• **Problem statement**
Please rewrite the stretch from the line containing "task: segment the stamen cluster" through the end of the items, putting "pollen cluster" wherever "stamen cluster" appears and keeping everything else the same.

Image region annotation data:

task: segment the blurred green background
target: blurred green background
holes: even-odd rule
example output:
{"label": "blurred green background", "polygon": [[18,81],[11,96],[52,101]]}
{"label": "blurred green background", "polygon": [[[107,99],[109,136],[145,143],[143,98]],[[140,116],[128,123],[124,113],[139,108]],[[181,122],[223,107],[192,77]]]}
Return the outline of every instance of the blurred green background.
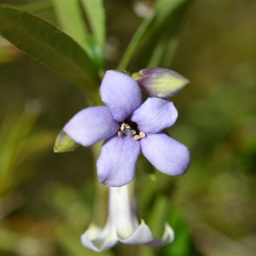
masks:
{"label": "blurred green background", "polygon": [[[0,3],[58,26],[50,1]],[[153,3],[104,2],[107,69],[116,68]],[[136,180],[139,218],[156,235],[168,220],[176,240],[160,249],[119,245],[102,255],[256,254],[256,2],[189,3],[163,67],[191,81],[173,97],[179,118],[167,131],[189,148],[191,166],[182,177],[156,172],[151,179],[141,158]],[[100,211],[91,148],[52,150],[86,98],[2,38],[0,85],[0,255],[99,255],[79,242]]]}

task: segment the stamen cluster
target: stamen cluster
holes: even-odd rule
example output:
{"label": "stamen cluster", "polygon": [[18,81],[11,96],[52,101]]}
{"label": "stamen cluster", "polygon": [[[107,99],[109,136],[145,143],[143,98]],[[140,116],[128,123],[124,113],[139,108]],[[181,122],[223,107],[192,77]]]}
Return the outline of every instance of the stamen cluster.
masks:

• **Worked answer**
task: segment the pollen cluster
target: pollen cluster
holes: even-odd rule
example output:
{"label": "pollen cluster", "polygon": [[18,81],[11,96],[52,101]]}
{"label": "pollen cluster", "polygon": [[[107,99],[109,136],[145,143],[143,98]],[[140,116],[128,123],[124,113],[139,108]],[[181,122],[223,107],[192,77]]]}
Return the outline of every instance of the pollen cluster.
masks:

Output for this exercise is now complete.